#### [WHAT YOU NEED TO DO]
Please reproduce the entries that follow without a single difference.

[[ RECORDS TO USE, beginning ]]

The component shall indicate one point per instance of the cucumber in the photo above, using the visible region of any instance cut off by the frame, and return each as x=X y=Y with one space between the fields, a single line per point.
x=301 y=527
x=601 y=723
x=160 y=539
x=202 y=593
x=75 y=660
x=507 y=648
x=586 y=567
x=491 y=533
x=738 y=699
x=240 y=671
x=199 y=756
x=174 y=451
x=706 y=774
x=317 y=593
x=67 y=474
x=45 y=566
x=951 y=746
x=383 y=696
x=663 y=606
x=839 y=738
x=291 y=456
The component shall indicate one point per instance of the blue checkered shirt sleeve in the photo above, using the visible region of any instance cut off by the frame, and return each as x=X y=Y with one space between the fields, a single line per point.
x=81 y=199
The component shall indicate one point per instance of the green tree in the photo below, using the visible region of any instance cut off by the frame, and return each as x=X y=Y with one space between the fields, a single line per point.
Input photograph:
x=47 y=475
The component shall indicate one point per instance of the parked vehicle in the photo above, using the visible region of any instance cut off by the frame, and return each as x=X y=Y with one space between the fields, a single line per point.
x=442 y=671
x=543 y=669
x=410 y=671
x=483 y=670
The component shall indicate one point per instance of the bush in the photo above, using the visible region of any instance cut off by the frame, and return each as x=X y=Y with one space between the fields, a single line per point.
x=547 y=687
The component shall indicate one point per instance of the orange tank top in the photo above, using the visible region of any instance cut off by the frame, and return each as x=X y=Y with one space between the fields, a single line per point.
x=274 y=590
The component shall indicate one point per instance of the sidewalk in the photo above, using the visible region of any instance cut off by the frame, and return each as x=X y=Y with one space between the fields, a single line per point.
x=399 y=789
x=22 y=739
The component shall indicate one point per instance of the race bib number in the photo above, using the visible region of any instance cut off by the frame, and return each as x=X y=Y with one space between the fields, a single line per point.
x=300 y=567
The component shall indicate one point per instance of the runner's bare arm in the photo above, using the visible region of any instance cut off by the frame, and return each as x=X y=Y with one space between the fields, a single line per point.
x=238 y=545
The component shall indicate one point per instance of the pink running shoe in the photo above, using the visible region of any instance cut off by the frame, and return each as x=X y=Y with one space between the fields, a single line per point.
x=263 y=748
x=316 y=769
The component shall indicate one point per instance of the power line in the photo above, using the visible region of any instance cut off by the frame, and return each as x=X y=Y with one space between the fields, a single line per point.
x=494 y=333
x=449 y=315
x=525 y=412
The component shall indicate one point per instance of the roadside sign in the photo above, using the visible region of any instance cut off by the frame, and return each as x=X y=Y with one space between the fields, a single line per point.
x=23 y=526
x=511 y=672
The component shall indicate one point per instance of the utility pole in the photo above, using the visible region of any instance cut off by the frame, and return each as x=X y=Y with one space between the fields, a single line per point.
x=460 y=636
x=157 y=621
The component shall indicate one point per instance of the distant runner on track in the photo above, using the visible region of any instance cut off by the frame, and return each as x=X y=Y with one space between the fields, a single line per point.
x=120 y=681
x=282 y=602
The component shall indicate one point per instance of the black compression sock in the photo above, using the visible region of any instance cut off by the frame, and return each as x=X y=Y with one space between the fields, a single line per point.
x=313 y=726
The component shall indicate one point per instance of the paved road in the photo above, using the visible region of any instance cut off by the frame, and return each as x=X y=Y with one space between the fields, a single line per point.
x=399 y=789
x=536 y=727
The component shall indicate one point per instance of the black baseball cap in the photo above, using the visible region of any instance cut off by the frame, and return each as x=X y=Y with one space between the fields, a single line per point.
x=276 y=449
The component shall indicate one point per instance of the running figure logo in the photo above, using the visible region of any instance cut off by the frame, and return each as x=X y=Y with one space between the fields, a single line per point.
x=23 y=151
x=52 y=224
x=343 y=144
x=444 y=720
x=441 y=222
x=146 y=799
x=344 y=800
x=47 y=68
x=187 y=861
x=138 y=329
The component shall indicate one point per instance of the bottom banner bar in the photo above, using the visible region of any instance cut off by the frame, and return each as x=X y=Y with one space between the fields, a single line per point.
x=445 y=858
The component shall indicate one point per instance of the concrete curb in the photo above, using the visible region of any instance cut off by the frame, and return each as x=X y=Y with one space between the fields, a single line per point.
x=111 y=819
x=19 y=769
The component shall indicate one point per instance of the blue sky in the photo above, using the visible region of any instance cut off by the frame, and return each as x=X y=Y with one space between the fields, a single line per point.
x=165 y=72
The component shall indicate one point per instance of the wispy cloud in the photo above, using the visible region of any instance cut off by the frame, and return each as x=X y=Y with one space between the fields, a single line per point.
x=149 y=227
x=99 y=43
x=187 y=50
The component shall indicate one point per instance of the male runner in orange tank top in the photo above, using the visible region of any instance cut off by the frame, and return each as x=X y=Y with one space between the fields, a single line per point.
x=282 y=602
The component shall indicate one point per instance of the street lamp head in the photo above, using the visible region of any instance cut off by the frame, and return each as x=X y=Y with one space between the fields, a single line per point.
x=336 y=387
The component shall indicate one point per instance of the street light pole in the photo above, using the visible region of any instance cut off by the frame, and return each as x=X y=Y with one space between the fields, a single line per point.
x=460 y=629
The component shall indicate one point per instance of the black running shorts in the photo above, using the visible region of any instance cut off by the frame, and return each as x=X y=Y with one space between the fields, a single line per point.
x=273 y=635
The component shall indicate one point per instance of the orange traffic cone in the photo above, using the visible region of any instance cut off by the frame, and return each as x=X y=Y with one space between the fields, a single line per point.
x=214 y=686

[[ RECORDS TO USE, end ]]

#### [EXPECTED OUTPUT]
The component shall indicate one point per instance of the cucumber in the photo above, using the visible region of any instance cut off by the frame, and return each as x=X y=Y with one space between the fields, a single line per point.
x=301 y=527
x=601 y=723
x=160 y=539
x=202 y=593
x=75 y=660
x=507 y=648
x=586 y=567
x=491 y=533
x=738 y=699
x=240 y=671
x=199 y=756
x=174 y=451
x=706 y=774
x=317 y=593
x=67 y=474
x=45 y=566
x=951 y=746
x=383 y=696
x=663 y=606
x=839 y=738
x=291 y=456
The component shall indicate one point per instance of the blue checkered shirt sleeve in the photo above, using the visible region of any instance cut off by the frame, and return each as x=X y=Y with one space between the fields, a single line per point.
x=81 y=199
The component shall indicate one point per instance of the green tree in the photo below, using the visible region of any instance cut off by the frame, and return each as x=X y=Y with one space between the fields, a single line per point.
Input photograph:
x=47 y=475
The component shall indicate one point per instance of the parked vehicle in the photo above, using the visible region of any instance cut off by the frame, and return each as x=X y=Y with one space between the fields, a single line per point.
x=442 y=671
x=543 y=669
x=410 y=671
x=483 y=670
The component shall indicate one point per instance of the bush in the photo above, using the visible region of any instance cut off by the frame, and return each as x=X y=Y with one space between the fields, a single line per point.
x=547 y=687
The component shall indicate one point per instance of the orange tank top in the photo above, using the visible region of any instance cut off by the frame, and return each as x=X y=Y with one space between the fields, a single line per point.
x=274 y=590
The component shall indicate one point per instance of the sidewalk in the photo above, using the visible region of any instance cut off by the frame, and return each as x=X y=Y with one space between the fields, a single line per point.
x=399 y=789
x=22 y=739
The component shall indicate one point per instance of the race bib number in the photo above, using the visible region of any instance cut off by the frame, and return each as x=X y=Y with one space between the fields, a single line per point.
x=300 y=567
The component shall indicate one point per instance of the runner's bare arm in the photo above, using the visible region of any instance cut off by the frame, and return each as x=X y=Y with one space between the fields, a single line per point.
x=238 y=545
The component shall indicate one point per instance of the pink running shoe in the photo above, using the visible region of any instance cut off by the frame, and return each as x=X y=Y with one space between the fields, a single line per point.
x=263 y=748
x=316 y=769
The component shall indicate one point per instance of the power line in the photo above, using the visible region of any instance cut off by the frame, and return each as x=X y=Y with one space between the fields, a single line per point.
x=494 y=333
x=449 y=315
x=525 y=412
The component shall indicate one point per instance of the roadside sign in the photo above, using the visible region of any instance cut off by the frame, and return each as x=X y=Y with one space between the fields, a single line per point.
x=23 y=526
x=511 y=672
The component shall indicate one point per instance of the utility pole in the photo above, using the visible region of any instance cut off by the frame, and return each as x=X y=Y with one space between the fields, a single line per point.
x=460 y=636
x=157 y=621
The component shall indicate one point per instance of the distant runner on track in the photo above, using the visible region of any instance cut off by the frame, and return each as x=X y=Y with one space between the fields, a single line per point.
x=120 y=681
x=282 y=602
The component shall indicate one point per instance of the black compression sock in the photo above, using the visible region of any instance cut off by the frame, and return each as x=X y=Y with one space between the fields, a single line per point.
x=313 y=726
The component shall indicate one point per instance of the paved road in the photo above, using the visible region of any instance cut off by the frame, and return each as x=X y=Y with one space between the fields, a single line per point.
x=399 y=789
x=536 y=727
The component shall indicate one point per instance of the black baseball cap in the photo above, using the visible region of any instance cut off by the frame, and return each as x=X y=Y with one space between the fields, a single line per point.
x=276 y=449
The component shall indicate one point per instance of the running figure logo in the photo above, using the visible region of any instance cut off by the frame, and return each as x=X y=Y with one space between the fields, a single line per point.
x=23 y=151
x=52 y=224
x=343 y=144
x=444 y=720
x=441 y=222
x=146 y=799
x=344 y=800
x=47 y=68
x=187 y=861
x=138 y=329
The component shall indicate one point per instance of the bottom banner bar in the photo above, using the visible region of any instance cut off by the frame, and return each as x=X y=Y with one space between the fields, a single line per point.
x=445 y=858
The component shall indicate one point per instance of the concrete curb in the photo above, using the visible region of any instance cut off by the frame, and return each as x=X y=Y with one space between the fields, a single line per point.
x=111 y=819
x=19 y=769
The component shall indicate one point per instance of the blue sky in the photo above, using the visible region of any instance cut off by the frame, and return each as x=X y=Y with one space between the fields, a single line per point.
x=165 y=72
The component shall indicate one point per instance of the wispy cloud in the photo above, using the visible region of any instance cut off by the frame, and return each as x=X y=Y with one space between the fields, a single line per point.
x=149 y=227
x=99 y=43
x=187 y=50
The component shall indicate one point per instance of the male runner in orange tank top in the photo above, using the visible region of any instance cut off by the frame, and return each as x=X y=Y with one space between the fields, a single line per point.
x=282 y=602
The component shall indicate one point per instance of the street lamp head in the photo above, using the visible region of any instance cut off by the frame, and return each as x=X y=Y with one space between the fields, a single line per point.
x=336 y=387
The component shall indicate one point per instance of the street light pole in the photo above, using the visible region of any instance cut off by the frame, and return each as x=X y=Y with one space between the fields, a single line per point.
x=460 y=629
The component shall indicate one point per instance of the black running shorts in the photo above, using the visible region of any instance cut off by the frame, and return each as x=X y=Y with one space between the fields, a single line per point.
x=273 y=635
The component shall indicate one point per instance of the orange traffic cone in the photo above, using the visible region of any instance cut off by the frame, and return each as x=X y=Y with one space between the fields, a single line per point.
x=214 y=686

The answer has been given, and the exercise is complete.